--- Provided information ---

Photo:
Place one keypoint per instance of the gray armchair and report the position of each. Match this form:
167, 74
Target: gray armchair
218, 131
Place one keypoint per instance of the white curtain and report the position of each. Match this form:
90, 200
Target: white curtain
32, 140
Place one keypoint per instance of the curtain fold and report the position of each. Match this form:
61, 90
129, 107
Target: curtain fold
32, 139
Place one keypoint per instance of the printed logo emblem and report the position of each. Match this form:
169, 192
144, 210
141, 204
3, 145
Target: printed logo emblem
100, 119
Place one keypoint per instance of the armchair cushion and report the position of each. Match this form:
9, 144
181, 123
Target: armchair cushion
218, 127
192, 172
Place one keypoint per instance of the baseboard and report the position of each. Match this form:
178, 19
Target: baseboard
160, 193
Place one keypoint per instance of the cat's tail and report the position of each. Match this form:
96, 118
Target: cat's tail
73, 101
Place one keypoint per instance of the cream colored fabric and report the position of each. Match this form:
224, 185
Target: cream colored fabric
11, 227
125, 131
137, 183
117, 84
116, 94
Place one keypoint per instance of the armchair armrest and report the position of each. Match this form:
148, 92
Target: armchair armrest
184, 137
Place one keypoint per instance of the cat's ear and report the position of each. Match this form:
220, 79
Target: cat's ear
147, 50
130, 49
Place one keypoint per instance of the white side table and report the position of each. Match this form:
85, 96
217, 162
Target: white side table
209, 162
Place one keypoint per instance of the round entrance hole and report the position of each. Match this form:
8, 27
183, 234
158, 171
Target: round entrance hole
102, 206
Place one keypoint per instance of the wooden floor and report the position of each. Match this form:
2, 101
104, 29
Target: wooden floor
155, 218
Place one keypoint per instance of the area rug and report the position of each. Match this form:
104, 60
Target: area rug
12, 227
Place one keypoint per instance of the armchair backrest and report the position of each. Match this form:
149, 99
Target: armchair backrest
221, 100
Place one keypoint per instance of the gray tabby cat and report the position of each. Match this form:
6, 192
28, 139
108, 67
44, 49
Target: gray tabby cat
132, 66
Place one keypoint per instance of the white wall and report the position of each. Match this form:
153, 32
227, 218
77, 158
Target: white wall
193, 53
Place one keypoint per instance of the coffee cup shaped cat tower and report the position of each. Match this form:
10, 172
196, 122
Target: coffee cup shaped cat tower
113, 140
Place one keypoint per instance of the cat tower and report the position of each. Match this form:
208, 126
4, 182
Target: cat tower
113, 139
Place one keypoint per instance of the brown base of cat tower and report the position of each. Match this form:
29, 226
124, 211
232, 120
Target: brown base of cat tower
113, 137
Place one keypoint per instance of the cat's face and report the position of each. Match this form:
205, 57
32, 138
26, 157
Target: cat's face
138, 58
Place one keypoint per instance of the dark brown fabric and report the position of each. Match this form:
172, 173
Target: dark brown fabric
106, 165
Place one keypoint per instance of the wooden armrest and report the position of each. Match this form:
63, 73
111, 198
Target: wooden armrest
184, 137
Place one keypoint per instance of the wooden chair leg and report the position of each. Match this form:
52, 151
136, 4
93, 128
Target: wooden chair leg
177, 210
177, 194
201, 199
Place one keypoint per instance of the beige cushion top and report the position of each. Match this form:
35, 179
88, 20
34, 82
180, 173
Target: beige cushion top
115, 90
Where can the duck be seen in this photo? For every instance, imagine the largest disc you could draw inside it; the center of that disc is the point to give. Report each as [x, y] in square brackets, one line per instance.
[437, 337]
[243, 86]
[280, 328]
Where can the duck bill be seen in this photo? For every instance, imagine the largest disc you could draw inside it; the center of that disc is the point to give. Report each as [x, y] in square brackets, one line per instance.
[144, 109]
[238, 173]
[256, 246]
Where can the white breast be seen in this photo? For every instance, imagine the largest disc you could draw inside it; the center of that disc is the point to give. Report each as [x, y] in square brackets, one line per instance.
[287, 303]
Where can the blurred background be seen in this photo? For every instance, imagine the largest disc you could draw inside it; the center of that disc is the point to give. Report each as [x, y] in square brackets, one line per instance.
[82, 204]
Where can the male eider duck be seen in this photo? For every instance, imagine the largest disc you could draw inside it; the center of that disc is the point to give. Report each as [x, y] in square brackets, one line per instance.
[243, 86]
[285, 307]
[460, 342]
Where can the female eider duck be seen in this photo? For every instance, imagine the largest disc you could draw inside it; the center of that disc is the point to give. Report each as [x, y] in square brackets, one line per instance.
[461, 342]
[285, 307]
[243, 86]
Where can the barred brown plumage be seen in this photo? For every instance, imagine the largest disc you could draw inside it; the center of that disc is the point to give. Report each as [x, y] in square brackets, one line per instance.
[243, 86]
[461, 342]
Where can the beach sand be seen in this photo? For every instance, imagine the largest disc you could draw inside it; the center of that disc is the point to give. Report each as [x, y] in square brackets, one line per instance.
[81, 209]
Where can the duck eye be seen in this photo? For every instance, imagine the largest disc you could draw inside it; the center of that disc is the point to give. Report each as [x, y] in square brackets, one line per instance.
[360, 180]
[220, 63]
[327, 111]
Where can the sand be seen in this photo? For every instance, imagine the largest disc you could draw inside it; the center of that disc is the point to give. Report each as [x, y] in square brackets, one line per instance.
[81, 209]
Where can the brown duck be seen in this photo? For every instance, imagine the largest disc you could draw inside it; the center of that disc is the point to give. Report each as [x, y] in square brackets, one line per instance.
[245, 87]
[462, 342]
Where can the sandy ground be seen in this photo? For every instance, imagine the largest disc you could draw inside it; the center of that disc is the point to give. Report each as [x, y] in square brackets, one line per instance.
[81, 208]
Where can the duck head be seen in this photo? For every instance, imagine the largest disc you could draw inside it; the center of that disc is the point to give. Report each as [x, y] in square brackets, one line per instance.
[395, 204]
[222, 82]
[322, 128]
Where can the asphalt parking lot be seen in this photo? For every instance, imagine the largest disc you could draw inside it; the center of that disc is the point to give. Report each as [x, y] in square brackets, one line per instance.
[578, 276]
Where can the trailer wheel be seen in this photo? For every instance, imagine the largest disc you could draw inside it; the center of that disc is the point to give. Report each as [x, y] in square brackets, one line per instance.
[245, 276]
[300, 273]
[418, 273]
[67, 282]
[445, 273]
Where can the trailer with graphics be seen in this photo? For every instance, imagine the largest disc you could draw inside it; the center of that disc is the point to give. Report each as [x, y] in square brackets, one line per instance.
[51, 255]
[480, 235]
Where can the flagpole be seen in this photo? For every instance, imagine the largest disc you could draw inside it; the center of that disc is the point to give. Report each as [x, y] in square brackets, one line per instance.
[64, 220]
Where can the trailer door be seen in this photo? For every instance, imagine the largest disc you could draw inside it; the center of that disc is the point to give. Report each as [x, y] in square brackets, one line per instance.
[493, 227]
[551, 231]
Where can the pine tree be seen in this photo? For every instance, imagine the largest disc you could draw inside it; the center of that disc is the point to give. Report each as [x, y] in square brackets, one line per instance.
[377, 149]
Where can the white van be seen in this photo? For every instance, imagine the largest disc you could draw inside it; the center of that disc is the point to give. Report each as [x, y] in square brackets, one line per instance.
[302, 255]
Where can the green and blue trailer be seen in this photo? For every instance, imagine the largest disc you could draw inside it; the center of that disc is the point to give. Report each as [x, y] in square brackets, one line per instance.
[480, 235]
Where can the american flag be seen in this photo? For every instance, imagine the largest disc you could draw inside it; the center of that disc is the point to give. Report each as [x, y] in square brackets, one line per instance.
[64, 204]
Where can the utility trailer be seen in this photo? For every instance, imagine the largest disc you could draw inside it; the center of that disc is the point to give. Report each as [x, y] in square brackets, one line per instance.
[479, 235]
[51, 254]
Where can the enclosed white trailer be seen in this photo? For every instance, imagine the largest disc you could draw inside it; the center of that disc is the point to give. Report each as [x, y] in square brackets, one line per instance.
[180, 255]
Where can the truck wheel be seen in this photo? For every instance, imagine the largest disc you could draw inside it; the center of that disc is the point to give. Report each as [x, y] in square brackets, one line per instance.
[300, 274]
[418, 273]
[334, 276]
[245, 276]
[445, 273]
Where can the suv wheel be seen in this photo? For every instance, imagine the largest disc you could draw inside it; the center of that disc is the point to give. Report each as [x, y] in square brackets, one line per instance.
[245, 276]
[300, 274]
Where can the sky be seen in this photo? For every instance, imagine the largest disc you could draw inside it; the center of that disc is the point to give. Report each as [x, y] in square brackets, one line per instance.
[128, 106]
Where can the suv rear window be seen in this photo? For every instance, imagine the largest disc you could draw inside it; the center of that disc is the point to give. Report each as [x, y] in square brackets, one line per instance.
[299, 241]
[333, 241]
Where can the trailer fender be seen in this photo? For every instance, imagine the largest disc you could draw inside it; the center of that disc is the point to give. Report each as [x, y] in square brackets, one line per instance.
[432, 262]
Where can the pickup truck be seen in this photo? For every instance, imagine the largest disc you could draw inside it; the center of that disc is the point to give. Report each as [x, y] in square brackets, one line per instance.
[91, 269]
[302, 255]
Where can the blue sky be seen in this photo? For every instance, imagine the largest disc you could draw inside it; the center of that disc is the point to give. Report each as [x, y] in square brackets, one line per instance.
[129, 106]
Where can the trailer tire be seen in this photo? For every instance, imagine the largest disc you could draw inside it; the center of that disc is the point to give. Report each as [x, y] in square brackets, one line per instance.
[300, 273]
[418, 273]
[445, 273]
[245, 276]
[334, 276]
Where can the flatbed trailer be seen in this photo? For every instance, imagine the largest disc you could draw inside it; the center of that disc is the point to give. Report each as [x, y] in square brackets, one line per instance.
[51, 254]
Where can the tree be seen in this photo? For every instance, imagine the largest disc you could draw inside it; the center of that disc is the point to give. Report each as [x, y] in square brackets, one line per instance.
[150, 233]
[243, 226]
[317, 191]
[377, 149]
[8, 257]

---

- **Exercise requirements**: Update the items from the line containing "Where can the tree" through the end, swapping "disc" for "circle" and leaving everything else as it stands.

- **Solution to this problem**:
Where can the tree be seen in this photo? For every instance, imagine the largest circle you could draw inside it; the center of that circle is the point to give. Report each as [x, y] in square brackets, one line per instance.
[150, 233]
[243, 226]
[317, 191]
[377, 149]
[8, 257]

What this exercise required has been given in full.